### Kutipan Teks
━━━
WIRANTO SUDAH HABIS



(PERISTIWA): Jendral Tyasno Sudarto meminta Jendral Wiranto mundur dari
jabatan Menko Polkam. Wiranto memang sudah tak memiliki kekuatan apapun di
Angkatan Bersenjata.

Habis sudah karier politik Jendral TNI Wiranto. Presiden Gus Dur bilang di
Seoul, Korea Selatan, bahwa sejumlah jendral sudah meminta Jendral Wiranto
mundur dari jabatannya sekarang sebagai Menko Polkam. Gus Dur tak menyebut
nama-nama jendral itu. Namun, sumber Xpos mengatakan salah satu jendral yang
dimaksud Gus Dur adalah KSAD, Jendral TNI Tyasno Sudarto. Ini merupakan
kasus kedua, di mana Tyasno meminta Wiranto mundur. Pertama, ketika ia masih
menjadi Kepala BAIS dan masih berpangkat letjen. Waktu itu, Tyasno meminta
Panglima TNI Jendral TNI Wiranto untuk mundur dari pencalonan dirinya
sebagai Wakil Presiden dari Partai Golkar dan Fraksi Daulat Umat. 

Waktu itu Wiranto kaget, karena sebagai yuniornya, apalagi waktu itu ia
adalah Panglima TNI, Tyasno telah gegabah. Apa lagi, Wiranto selama ini
menganggap Tyasno sebagai orangnya. Menurut seorang jendral yang kini
menempati pos pendidikan di lingkungan Dephankam, Tyasno memang punya
kedekatan dengan Wiranto. Menurutnya, pengangkatan Tyasno sebagai letjen
ketika BIA menjadi BAIS, tidak dilakukan melalui rapat Dewan Jabatan dan
Kepangkatan Tinggi (Wanjakti). "Wiranto sendiri yang melakukan itu dan
membuat kami kaget," katanya. Namun, karena tindakan Tyasno itu, Wiranto
marah dan menganggap Tyasno bukan lagi sebagai kawan, tetapi pengkianat.
Itulah sebabnya, ketika Tyasno dilantik Gus Dur jadi KSAD, Wiranto ogah datang.

Waktu itu, Tyasno mengingatkan Jendral Wiranto bahwa bersaing dengan
Megawati Soekarnoputri dalam pencalonan sebagai Wakil Presiden, cukup sulit.
Tyasno dan kelompok jendral reformis pimpinan Mayjen TNI Agus
Wirahadikusumah waktu itu mengingatkan Wiranto bahwa kalau mau merebut
posisi politik sebagai Wapres, harus membuat jaringan dengan partai-partai
besar seperti PAN, PKB, atau PDI-P. Waktu itu, Wiranto tidak mau merangkul
partai-partai politik, namun hanya mau dicalonkan. 

Apalagi, kondisi polisik sulit menerima TNI. Lalu, majunya Wiranto dalam
kompetisi Wapres di SU MPR dianggap akan memalukan TNI saja. Mula-mula,
waktu itu, Tyasno meminta sesepuh TNI seperti Jendral TNI (Purn) Surono
menghadap Jendral Wiranto dan meminta agar Wiranto mundur. Tapi gagal.
━━━
### Daftar Tugas
1. Ulangi bagian teks tentang Wiranto, mulai dari kata-kata yang memuat "(PERISTIWA): Jendral Tyasno" dan berhenti setelah "Fraksi Daulat Umat.".
2. Bagaimana isi teks tentang Wiranto jika diringkas dalam dua kalimat?
Entri di bawah ini diambil dari sumber yang berbeda.
━━━
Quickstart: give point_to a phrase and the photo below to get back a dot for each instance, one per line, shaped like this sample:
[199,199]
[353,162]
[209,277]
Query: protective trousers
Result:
━━━
### Jawaban Tertulis
1.
(PERISTIWA): Jendral Tyasno Sudarto meminta Jendral Wiranto mundur dari
jabatan Menko Polkam. Wiranto memang sudah tak memiliki kekuatan apapun di
Angkatan Bersenjata.

Habis sudah karier politik Jendral TNI Wiranto. Presiden Gus Dur bilang di
Seoul, Korea Selatan, bahwa sejumlah jendral sudah meminta Jendral Wiranto
mundur dari jabatannya sekarang sebagai Menko Polkam. Gus Dur tak menyebut
nama-nama jendral itu. Namun, sumber Xpos mengatakan salah satu jendral yang
dimaksud Gus Dur adalah KSAD, Jendral TNI Tyasno Sudarto. Ini merupakan
kasus kedua, di mana Tyasno meminta Wiranto mundur. Pertama, ketika ia masih
menjadi Kepala BAIS dan masih berpangkat letjen. Waktu itu, Tyasno meminta
Panglima TNI Jendral TNI Wiranto untuk mundur dari pencalonan dirinya
sebagai Wakil Presiden dari Partai Golkar dan Fraksi Daulat Umat.

2. Menurut sumber Xpos, KSAD Jendral TNI Tyasno Sudarto termasuk jendral yang meminta Jendral Wiranto mundur dari jabatan Menko Polkam, sebagaimana disampaikan Presiden Gus Dur di Seoul. Ini kasus kedua, sebab ketika masih menjadi Kepala BAIS, Tyasno pernah meminta Wiranto mundur dari pencalonan sebagai Wakil Presiden, sehingga Wiranto marah dan menganggapnya pengkhianat.